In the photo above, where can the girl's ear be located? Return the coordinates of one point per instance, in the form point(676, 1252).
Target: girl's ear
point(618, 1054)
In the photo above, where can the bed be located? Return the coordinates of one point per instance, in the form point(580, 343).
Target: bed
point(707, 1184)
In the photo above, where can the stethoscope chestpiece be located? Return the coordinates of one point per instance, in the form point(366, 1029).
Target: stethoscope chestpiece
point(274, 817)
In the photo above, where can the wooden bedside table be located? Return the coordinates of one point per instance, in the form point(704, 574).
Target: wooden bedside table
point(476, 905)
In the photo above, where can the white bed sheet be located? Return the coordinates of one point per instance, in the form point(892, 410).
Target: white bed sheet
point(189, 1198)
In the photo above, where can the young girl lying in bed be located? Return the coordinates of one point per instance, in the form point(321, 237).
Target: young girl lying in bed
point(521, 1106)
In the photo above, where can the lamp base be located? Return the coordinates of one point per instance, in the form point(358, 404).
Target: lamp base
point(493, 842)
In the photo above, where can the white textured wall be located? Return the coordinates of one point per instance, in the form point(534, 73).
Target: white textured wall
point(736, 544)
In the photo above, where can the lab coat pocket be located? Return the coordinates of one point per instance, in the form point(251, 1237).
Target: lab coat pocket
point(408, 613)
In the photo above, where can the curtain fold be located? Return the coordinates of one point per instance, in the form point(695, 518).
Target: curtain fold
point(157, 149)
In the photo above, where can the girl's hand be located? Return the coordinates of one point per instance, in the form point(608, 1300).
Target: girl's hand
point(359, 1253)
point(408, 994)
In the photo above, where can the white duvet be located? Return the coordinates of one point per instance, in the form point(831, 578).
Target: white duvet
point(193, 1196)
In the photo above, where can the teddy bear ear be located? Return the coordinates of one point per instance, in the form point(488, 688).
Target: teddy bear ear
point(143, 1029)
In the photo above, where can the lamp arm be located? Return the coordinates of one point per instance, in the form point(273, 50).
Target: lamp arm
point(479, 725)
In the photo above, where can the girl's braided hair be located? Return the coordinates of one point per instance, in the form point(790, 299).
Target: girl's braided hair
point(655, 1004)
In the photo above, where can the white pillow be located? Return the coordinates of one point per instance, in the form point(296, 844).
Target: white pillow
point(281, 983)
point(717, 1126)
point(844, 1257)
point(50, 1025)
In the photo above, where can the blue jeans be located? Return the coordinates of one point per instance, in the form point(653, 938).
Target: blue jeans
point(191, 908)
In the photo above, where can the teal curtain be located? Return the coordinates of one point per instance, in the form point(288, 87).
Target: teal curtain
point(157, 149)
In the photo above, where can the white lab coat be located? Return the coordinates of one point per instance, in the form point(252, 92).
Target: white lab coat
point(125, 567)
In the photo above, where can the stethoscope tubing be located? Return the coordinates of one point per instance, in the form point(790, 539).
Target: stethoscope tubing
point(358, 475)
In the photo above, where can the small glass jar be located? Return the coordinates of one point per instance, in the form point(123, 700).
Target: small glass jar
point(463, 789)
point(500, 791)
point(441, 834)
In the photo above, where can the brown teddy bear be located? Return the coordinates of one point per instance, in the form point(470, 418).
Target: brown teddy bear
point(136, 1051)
##############################
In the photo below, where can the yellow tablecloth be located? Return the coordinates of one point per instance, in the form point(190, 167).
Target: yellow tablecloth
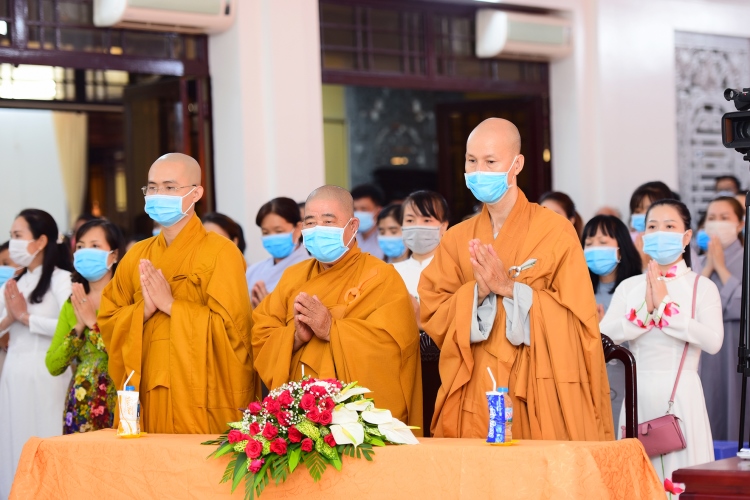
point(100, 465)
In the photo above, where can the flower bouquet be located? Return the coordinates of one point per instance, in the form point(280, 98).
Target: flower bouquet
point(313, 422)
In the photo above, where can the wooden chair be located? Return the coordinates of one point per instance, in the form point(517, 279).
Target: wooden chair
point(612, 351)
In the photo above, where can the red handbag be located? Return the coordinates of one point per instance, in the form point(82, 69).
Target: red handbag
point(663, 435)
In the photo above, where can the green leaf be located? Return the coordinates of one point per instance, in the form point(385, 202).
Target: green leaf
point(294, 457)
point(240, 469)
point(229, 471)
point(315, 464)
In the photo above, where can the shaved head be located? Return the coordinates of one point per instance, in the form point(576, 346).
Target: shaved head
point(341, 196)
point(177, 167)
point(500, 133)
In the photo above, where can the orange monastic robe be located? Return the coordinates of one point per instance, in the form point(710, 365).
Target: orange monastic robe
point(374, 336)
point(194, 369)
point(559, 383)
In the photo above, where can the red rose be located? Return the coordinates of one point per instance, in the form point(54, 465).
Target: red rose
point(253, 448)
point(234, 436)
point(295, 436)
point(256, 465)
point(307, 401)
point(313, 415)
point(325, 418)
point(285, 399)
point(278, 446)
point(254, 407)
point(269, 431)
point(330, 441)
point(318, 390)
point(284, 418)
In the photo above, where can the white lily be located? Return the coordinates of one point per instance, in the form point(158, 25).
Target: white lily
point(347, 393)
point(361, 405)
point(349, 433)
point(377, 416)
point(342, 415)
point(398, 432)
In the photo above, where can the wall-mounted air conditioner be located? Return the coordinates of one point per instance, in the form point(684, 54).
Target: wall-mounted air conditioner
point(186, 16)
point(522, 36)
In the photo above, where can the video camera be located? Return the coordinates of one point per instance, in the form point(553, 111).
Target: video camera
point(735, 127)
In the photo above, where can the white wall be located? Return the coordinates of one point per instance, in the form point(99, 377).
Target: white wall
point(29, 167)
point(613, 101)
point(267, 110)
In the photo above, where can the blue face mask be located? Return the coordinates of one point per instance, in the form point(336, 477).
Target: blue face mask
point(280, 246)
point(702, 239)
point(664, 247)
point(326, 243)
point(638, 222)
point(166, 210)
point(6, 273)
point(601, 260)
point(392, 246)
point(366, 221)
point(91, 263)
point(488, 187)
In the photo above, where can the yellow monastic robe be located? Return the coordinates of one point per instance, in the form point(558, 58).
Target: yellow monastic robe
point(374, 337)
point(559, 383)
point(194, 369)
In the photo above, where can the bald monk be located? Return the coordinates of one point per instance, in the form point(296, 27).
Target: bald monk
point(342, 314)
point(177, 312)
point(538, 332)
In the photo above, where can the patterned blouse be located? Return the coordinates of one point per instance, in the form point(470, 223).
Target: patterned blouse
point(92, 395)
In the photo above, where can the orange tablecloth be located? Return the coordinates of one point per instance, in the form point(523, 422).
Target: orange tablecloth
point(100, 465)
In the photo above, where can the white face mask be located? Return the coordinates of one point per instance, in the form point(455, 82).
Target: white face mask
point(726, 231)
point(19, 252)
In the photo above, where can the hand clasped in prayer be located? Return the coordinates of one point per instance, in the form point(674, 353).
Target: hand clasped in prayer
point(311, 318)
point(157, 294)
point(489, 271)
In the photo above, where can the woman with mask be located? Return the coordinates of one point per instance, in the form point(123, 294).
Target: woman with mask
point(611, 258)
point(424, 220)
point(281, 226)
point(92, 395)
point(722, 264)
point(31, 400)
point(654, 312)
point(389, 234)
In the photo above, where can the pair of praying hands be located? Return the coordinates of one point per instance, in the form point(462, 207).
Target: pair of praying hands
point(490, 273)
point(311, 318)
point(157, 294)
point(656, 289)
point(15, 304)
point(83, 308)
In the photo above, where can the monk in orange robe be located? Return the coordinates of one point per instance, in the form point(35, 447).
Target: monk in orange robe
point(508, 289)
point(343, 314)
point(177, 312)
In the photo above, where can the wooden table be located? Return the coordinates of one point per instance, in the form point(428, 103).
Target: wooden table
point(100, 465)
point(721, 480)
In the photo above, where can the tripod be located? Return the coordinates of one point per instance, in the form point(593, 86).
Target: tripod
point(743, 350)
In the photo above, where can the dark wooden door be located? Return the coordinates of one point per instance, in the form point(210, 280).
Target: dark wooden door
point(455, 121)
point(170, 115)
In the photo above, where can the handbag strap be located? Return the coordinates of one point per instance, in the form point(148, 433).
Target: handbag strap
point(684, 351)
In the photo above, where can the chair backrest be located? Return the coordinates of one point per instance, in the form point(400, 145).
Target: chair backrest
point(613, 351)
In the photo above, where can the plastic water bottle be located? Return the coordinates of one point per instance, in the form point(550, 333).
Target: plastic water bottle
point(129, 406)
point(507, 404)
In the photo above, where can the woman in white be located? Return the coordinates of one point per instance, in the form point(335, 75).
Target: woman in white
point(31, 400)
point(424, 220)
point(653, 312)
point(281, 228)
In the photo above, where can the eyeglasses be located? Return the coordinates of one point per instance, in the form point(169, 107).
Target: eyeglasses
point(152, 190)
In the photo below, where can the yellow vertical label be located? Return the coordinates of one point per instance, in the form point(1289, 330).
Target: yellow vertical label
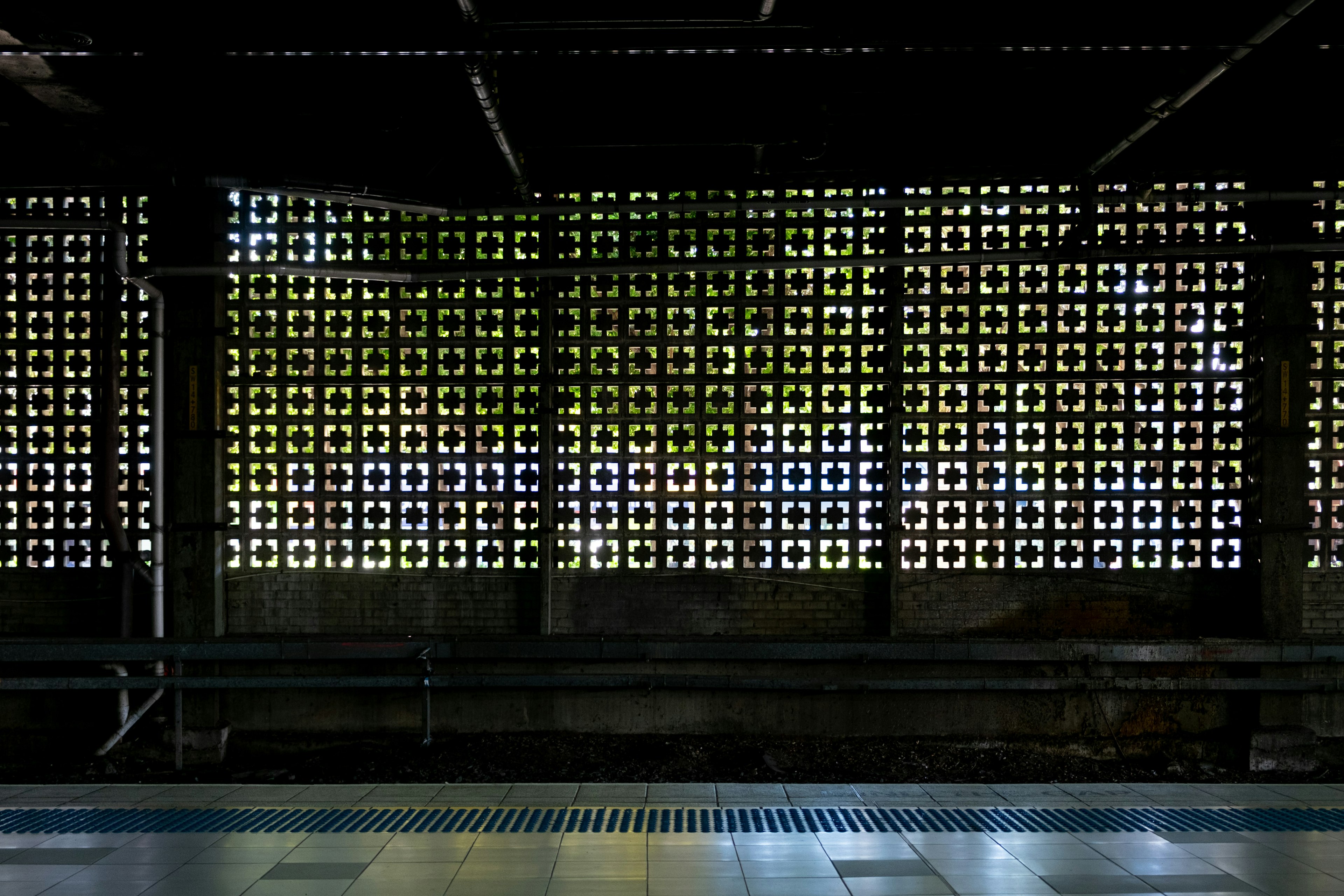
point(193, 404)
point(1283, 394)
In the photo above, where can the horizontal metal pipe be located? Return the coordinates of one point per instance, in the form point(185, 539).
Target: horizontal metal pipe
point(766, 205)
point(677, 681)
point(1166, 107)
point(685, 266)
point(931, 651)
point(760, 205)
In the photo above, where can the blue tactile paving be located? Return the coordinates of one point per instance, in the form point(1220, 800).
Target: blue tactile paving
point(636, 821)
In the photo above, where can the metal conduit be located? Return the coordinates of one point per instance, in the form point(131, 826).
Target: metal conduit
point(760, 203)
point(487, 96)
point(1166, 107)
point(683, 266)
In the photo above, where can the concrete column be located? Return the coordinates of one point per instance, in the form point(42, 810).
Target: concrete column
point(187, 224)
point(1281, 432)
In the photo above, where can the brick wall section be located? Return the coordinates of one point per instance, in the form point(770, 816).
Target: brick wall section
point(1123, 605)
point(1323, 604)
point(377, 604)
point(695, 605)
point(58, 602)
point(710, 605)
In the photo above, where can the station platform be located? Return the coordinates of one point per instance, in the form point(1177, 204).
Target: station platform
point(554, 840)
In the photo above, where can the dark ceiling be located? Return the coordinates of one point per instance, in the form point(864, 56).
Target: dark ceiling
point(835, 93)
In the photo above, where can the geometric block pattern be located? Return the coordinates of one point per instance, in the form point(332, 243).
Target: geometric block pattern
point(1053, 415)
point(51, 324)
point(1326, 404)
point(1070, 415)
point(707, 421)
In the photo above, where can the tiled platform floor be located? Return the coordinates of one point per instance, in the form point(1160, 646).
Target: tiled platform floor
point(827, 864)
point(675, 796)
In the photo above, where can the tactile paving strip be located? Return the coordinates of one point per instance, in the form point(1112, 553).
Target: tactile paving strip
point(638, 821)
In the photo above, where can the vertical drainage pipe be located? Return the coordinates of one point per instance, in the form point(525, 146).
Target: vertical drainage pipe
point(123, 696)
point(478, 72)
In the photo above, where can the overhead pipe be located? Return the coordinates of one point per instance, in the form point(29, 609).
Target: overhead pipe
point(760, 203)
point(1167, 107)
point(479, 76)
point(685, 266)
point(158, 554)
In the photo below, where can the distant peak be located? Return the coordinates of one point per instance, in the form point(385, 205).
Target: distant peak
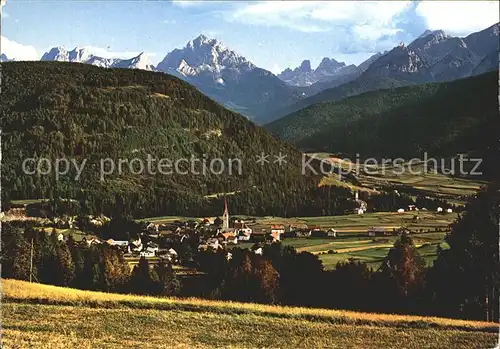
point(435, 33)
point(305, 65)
##############################
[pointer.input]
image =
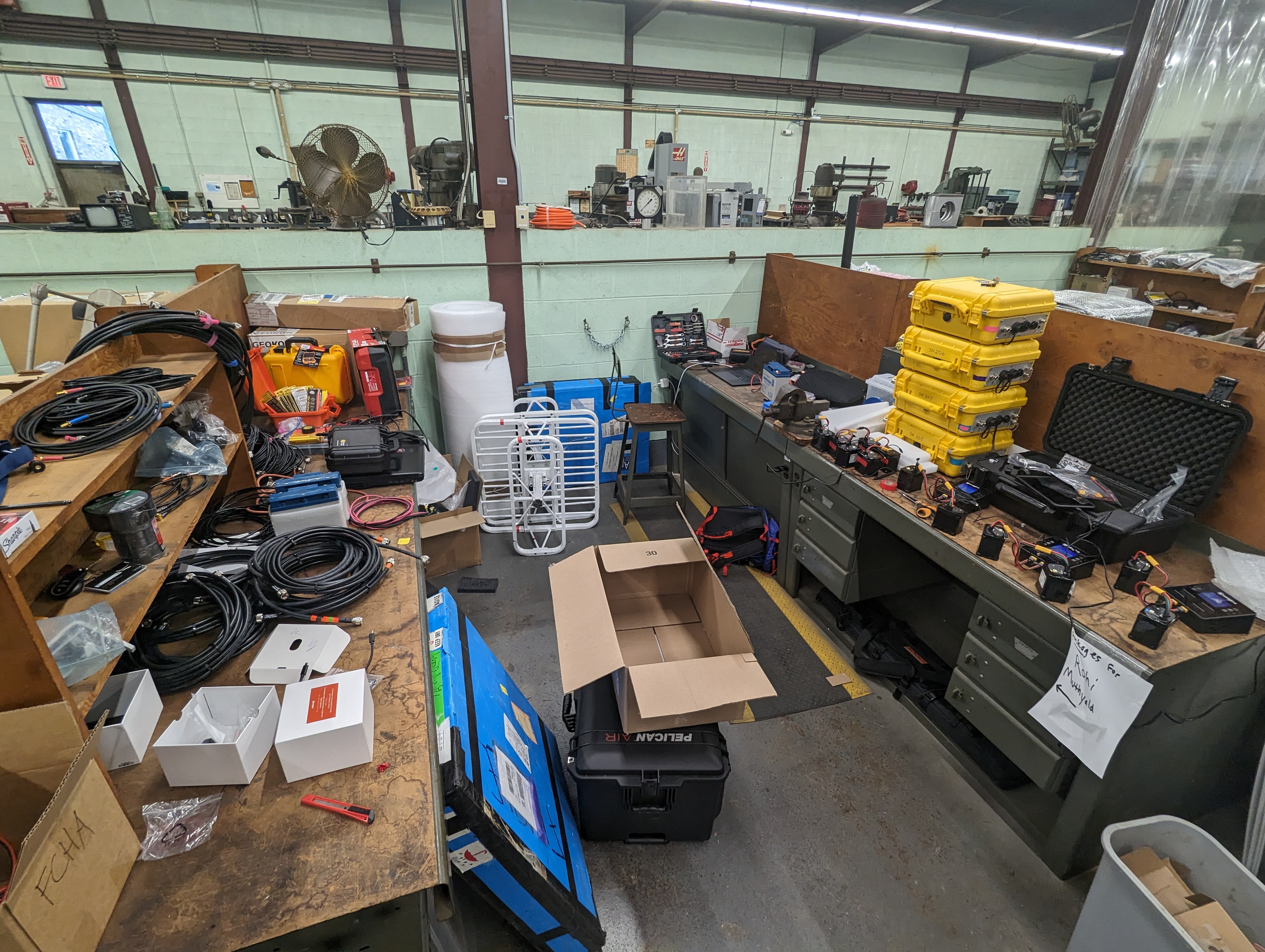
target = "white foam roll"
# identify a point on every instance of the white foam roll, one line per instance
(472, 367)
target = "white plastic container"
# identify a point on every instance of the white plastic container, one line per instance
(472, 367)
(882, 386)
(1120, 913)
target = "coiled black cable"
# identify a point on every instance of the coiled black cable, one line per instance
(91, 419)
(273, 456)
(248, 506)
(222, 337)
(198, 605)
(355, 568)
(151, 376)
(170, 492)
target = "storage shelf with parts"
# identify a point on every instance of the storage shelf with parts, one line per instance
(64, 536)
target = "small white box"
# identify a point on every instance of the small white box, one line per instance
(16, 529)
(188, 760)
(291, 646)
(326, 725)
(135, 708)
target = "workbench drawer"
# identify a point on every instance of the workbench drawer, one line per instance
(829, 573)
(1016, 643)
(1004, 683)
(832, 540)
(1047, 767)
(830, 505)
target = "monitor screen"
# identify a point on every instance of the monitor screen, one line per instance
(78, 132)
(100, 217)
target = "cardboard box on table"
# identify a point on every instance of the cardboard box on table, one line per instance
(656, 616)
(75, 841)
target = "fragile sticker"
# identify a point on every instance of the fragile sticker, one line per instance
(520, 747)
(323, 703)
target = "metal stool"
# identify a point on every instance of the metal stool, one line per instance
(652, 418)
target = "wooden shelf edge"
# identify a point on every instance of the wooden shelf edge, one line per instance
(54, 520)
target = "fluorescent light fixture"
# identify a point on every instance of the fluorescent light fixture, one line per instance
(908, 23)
##############################
## TASK REQUIREMENTS
Please return every line in the data that includes the string "below".

## YOUR SOLUTION
In the photo below, where can the yellow tablecloth be located? Return the coordinates of one point per instance, in the form point(190, 167).
In the photo below, where can the yellow vertical label be located? Return the coordinates of one point per instance, in the form point(1289, 330).
In the photo below, where can the distant peak be located? Return the coordinates of one point per instance, in the form point(385, 205).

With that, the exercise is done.